[Stated goal] Show every line of the material below that contains the string "print". Count a line only when its capitalization matches.

Location identification items:
**********

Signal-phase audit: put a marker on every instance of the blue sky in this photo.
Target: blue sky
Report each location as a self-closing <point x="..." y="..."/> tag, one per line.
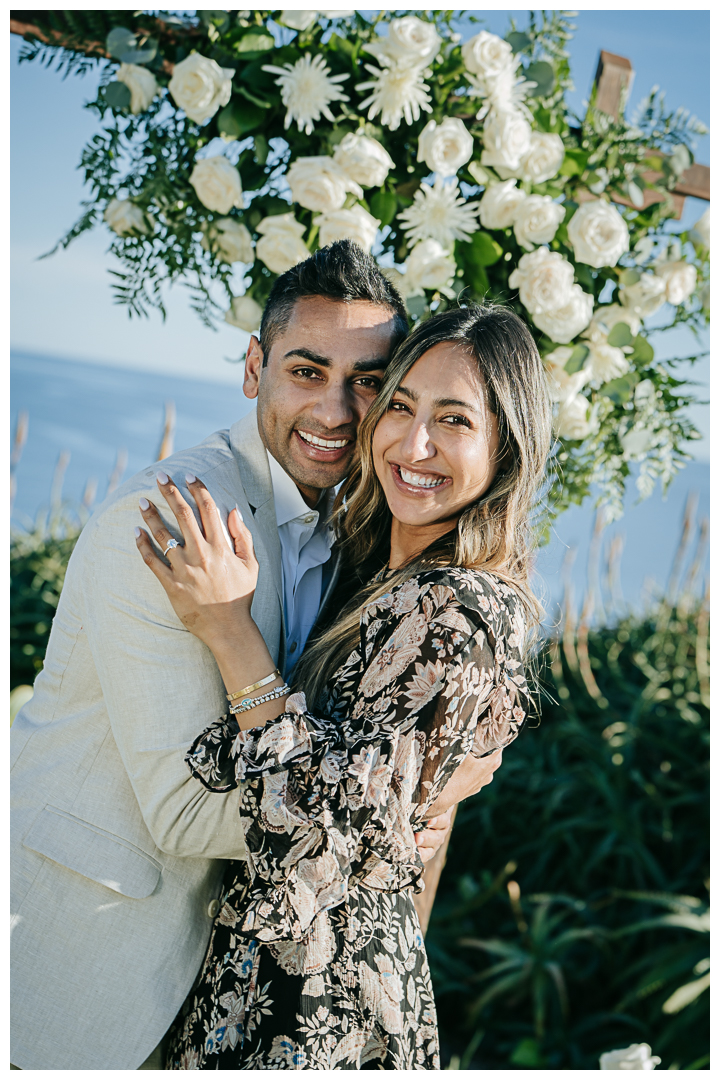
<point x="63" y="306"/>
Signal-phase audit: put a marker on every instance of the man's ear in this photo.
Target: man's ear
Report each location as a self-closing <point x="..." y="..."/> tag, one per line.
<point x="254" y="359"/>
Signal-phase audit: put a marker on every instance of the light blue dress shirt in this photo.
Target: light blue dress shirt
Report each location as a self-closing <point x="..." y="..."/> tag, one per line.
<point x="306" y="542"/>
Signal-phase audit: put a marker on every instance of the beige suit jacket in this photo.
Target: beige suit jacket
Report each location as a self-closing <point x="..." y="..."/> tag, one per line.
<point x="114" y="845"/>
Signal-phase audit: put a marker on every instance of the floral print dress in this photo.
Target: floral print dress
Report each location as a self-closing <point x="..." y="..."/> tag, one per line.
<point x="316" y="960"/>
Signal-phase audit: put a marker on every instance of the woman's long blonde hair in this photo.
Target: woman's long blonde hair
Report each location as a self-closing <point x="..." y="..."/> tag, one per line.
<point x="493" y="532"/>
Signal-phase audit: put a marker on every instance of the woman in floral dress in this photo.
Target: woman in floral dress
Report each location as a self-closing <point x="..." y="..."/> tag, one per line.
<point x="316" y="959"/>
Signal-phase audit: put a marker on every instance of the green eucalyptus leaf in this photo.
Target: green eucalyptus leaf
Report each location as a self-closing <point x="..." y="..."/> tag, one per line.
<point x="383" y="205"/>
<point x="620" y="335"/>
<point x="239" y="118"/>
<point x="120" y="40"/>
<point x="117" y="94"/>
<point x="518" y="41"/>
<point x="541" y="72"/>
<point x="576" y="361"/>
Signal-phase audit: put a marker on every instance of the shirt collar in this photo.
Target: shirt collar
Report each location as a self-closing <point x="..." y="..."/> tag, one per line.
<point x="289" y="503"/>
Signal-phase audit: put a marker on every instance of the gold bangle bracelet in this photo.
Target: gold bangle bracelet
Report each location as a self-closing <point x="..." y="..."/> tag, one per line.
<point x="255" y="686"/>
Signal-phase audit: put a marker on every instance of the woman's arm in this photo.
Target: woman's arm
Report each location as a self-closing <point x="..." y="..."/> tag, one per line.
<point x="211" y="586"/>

**********

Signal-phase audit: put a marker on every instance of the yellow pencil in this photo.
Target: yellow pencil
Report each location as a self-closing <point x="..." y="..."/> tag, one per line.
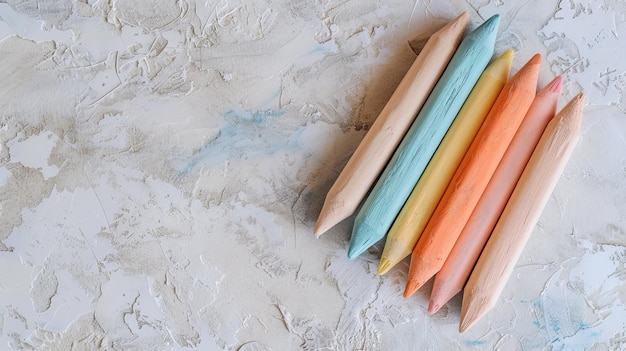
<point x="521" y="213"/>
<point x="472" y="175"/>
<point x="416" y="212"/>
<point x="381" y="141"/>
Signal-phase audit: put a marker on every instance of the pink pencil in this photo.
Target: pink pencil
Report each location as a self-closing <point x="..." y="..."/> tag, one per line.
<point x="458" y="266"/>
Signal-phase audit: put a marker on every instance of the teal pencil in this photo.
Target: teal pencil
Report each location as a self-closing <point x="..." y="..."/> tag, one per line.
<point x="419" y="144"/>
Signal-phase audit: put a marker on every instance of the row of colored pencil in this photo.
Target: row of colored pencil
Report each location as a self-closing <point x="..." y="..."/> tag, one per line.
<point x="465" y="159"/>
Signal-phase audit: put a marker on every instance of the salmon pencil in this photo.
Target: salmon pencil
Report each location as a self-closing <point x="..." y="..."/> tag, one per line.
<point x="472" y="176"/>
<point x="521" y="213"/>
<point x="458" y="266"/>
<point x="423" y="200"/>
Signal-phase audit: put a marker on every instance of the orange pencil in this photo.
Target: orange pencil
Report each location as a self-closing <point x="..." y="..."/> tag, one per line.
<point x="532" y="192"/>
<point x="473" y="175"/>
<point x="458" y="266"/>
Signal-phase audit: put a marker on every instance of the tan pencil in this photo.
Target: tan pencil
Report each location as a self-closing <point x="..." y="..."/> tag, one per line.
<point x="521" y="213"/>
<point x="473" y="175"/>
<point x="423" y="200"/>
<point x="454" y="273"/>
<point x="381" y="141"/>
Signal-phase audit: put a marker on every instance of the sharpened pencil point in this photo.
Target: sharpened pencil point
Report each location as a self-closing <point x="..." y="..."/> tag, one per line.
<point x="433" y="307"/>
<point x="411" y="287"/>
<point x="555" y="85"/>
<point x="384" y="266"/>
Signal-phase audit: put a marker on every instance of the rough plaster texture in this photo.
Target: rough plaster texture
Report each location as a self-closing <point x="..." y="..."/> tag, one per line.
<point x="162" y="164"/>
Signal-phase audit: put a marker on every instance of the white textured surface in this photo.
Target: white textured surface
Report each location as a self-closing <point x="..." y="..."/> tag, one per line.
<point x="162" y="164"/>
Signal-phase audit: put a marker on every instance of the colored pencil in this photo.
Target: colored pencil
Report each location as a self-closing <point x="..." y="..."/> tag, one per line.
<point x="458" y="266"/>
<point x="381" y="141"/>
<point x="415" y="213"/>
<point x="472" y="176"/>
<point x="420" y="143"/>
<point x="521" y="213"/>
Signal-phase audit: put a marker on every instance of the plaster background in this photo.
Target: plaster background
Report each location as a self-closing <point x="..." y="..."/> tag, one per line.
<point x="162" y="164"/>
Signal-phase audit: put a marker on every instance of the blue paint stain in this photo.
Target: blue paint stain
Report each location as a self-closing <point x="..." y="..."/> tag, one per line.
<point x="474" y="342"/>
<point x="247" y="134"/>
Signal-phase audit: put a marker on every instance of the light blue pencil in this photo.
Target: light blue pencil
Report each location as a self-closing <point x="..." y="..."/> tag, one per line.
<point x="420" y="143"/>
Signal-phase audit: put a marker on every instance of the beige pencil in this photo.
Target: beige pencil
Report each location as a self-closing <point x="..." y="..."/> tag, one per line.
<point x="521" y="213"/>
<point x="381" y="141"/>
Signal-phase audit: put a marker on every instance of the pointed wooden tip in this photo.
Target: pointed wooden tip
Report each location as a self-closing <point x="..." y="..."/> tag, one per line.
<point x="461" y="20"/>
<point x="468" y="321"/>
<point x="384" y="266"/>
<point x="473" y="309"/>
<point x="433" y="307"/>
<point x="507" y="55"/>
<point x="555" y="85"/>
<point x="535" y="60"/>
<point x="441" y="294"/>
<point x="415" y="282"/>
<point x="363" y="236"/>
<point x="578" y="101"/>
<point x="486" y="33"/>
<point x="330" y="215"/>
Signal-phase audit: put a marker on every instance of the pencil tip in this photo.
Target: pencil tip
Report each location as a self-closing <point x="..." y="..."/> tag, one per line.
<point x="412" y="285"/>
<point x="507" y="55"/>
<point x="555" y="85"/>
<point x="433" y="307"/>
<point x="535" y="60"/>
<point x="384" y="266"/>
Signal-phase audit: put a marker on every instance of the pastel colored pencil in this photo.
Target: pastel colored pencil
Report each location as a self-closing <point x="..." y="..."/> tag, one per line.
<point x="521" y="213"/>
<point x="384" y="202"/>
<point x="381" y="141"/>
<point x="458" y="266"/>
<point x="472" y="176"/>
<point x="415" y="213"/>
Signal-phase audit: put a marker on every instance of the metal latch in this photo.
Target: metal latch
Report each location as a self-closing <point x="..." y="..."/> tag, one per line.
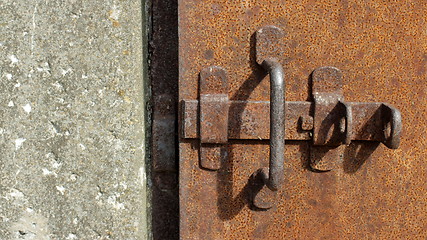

**********

[Exercise output]
Signal-phase audit: put a marker on every instance of the floral print dress in this photo.
Target: floral print dress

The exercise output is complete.